DATA SHOWN:
-- Start --
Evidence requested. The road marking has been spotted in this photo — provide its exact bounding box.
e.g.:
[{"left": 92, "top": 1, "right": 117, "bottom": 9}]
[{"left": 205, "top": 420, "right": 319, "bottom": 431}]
-- End --
-- Start --
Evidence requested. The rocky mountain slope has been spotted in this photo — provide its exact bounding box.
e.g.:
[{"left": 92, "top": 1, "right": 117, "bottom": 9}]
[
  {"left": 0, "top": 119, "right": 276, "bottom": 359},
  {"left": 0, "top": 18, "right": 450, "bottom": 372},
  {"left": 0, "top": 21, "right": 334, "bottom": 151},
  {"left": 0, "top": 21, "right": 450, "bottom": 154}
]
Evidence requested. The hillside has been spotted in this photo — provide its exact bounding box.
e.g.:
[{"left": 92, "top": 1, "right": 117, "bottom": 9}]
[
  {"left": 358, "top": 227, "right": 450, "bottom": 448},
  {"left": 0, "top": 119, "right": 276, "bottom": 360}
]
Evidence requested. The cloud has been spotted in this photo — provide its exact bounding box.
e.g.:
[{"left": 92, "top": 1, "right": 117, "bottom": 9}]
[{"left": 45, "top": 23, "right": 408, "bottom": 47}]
-- End --
Pull out each line of the records above that contains the word "rocky", and copy it as it appears.

Evidence requested. The rocky mountain slope has been spotted in this photo — provide its exact bounding box.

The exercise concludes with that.